→ **Selected passage**:
· · ·

"Eat breakfast like a king, lunch like a prince, and dinner like a pauper" Adelle Davis (1904 - 1974)
This phrase is one we've all heard before but for some reason, it doesn't seem to apply to investors in Chipotle Mexican Grill (CMG). With a share price that is up 1000% since its low in November 2008 one must wonder if Chipotle is cooking up a feast that can feed an army. Only recently Matthew Ygelasis argued that Chipotle is the Apple of the fast-food world. For an investor focused on fundamentals, the continued overvaluation in Chipotle makes little sense, and there will be no apple-filled burritos served up anytime soon.
Chipotle has seen rapid growth over the past few years driven by a growing interest in premium fast-food (fast-casual as it's becoming known) and by a public dissatisfaction with "unhealthy" traditional American chains. There has been explosive growth in fast-casual all over the states. We can see the trend in companies such as Panera Bread Company (PNRA) - trading at all-time highs and expanding aggressively and Chop't - a New York local chain of upscale salad restaurants that has experienced rapid growth in the NYC metro area.

· · ·

→ **Assignment 1**:
In the piece on Chipotle stock, rewrite the paragraph beginning "Chipotle has seen rapid growth" as a short list that keeps its main facts.
→ **Assignment 2**:
According to the piece on Chipotle stock, how much has Chipotle's share price risen since its low in November 2008?
The items that follow have nothing to do with the piece on Chipotle stock.

· · ·

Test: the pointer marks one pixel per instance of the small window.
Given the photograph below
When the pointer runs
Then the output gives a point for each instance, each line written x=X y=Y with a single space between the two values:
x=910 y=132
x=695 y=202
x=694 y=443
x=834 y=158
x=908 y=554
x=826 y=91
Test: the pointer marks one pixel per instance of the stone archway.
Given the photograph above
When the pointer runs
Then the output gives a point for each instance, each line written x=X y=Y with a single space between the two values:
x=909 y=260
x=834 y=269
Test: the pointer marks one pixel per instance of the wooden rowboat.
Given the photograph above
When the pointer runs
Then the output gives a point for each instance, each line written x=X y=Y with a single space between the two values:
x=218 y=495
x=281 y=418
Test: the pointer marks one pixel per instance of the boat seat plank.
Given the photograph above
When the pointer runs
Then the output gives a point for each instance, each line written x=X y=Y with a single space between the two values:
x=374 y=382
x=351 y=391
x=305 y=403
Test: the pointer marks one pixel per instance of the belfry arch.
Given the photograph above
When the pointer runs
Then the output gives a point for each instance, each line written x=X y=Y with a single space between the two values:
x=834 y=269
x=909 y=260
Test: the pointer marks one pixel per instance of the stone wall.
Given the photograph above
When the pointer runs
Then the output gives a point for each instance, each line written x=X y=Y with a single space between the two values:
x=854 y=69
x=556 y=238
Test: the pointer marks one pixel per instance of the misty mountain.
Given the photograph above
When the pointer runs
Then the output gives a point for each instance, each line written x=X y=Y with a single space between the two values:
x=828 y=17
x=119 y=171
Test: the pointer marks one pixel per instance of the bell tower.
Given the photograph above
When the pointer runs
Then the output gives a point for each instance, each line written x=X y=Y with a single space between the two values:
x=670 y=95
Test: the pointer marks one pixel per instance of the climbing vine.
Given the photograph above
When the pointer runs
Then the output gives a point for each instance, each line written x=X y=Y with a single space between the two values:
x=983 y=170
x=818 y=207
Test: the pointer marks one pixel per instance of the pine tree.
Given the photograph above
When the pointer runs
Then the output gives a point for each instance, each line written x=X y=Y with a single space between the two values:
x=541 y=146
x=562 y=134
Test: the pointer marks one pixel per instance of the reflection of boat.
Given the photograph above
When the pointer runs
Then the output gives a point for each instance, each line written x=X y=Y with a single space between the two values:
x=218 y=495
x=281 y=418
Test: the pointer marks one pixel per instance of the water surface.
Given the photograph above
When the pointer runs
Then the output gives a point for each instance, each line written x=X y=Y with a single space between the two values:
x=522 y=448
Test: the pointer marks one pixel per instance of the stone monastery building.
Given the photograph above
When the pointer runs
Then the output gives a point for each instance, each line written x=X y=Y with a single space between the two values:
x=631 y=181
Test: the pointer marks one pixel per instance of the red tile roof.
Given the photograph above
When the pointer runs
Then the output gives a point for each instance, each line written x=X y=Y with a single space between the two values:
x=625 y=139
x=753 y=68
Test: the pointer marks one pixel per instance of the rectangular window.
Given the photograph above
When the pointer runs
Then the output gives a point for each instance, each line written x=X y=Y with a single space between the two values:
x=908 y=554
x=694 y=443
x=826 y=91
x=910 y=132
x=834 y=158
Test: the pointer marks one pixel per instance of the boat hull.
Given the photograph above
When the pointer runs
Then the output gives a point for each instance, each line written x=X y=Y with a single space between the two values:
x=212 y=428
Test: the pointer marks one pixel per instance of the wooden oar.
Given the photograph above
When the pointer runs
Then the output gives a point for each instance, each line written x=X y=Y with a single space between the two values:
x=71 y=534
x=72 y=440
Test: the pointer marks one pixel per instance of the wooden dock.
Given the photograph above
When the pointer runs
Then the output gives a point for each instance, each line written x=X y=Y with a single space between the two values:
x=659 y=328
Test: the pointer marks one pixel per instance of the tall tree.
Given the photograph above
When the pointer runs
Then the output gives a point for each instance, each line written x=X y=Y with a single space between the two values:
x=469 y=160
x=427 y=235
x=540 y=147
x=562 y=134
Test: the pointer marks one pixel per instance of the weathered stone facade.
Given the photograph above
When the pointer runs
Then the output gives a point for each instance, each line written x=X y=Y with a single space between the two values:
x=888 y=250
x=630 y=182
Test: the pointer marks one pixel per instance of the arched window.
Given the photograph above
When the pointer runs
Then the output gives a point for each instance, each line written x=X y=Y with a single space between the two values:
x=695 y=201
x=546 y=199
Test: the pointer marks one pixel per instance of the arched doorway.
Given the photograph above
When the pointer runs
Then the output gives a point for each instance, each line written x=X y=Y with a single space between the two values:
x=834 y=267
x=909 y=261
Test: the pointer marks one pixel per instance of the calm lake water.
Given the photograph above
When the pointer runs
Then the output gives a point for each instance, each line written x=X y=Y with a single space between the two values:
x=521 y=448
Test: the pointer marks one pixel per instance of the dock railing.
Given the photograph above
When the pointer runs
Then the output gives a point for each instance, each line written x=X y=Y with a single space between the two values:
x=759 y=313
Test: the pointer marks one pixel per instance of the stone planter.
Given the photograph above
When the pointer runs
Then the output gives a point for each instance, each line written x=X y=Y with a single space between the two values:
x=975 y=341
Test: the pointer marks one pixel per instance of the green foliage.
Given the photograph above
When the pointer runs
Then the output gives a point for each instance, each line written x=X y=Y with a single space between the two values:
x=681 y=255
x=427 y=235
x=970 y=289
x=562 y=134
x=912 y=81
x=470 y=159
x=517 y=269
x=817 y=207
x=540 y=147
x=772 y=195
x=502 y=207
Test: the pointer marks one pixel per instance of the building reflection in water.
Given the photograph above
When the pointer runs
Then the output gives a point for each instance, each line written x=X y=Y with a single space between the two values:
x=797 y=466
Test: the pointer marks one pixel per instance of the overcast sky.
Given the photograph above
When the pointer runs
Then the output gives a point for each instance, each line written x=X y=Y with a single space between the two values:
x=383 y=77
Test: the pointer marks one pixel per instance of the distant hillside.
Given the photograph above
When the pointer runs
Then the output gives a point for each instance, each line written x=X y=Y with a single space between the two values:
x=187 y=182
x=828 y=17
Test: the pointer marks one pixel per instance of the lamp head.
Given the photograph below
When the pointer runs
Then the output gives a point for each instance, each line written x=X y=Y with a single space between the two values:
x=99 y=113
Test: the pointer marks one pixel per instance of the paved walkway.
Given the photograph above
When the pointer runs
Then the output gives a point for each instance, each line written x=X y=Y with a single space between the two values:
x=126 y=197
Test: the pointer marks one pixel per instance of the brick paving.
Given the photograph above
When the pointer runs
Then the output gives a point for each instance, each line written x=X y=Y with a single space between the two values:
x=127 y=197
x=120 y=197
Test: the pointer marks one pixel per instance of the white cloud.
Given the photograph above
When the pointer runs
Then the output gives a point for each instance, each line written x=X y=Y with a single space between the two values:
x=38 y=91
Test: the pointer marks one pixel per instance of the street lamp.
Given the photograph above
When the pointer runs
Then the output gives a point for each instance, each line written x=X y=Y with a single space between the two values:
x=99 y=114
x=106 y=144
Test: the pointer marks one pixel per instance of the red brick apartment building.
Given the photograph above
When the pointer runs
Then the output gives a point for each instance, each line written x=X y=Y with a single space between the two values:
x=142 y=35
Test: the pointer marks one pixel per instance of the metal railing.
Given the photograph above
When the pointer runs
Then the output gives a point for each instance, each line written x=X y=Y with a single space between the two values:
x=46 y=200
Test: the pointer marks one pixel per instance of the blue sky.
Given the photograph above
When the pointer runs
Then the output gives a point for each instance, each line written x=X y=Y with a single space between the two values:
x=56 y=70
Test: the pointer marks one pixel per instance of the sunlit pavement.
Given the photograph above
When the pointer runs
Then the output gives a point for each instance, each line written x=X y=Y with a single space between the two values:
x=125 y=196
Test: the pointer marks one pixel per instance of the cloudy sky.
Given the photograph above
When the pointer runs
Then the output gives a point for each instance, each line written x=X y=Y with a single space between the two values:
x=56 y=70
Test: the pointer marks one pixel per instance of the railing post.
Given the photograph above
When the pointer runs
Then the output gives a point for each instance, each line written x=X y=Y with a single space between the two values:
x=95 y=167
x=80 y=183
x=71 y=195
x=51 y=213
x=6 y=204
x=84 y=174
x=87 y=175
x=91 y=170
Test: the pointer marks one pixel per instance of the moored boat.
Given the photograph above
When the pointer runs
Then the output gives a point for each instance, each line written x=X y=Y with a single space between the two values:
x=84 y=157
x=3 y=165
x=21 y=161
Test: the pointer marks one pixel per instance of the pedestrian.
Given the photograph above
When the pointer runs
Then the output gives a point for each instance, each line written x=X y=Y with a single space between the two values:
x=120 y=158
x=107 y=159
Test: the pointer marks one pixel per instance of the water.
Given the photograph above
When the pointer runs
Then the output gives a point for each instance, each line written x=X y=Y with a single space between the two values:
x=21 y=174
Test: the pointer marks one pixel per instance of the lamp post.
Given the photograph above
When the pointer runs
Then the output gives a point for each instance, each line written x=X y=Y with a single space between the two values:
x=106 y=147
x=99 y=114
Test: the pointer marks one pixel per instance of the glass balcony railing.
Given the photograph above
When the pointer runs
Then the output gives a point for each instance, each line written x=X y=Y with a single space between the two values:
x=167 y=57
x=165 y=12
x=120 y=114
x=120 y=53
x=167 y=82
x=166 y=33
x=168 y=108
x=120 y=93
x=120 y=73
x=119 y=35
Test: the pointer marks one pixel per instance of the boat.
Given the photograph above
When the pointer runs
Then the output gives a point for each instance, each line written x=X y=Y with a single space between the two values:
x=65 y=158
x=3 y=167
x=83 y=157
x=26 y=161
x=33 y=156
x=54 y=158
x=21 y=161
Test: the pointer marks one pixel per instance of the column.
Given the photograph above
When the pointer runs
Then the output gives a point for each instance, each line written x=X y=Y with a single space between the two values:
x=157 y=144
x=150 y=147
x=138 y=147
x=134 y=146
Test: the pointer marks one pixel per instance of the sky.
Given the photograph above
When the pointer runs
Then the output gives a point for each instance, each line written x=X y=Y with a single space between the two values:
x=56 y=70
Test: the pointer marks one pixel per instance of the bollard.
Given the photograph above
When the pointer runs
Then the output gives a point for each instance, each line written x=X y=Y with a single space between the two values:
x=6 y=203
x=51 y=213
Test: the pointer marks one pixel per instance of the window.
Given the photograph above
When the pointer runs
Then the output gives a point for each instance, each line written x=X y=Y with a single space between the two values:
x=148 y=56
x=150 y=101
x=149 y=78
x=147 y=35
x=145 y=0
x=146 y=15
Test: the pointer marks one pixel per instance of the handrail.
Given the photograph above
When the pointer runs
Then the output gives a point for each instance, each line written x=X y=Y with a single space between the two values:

· · ·

→ **Problem solution 1**:
- Chipotle has grown rapidly over the past few years.
- Two forces drove this: rising interest in premium fast food (known as fast-casual) and public dissatisfaction with "unhealthy" traditional American chains.
- Fast-casual has grown explosively across the states.
- Panera Bread Company (PNRA) shows the trend: it is trading at all-time highs and expanding aggressively.
- Chop't, a New York local chain of upscale salad restaurants, has grown rapidly in the NYC metro area.

→ **Problem solution 2**:
It is up 1000%.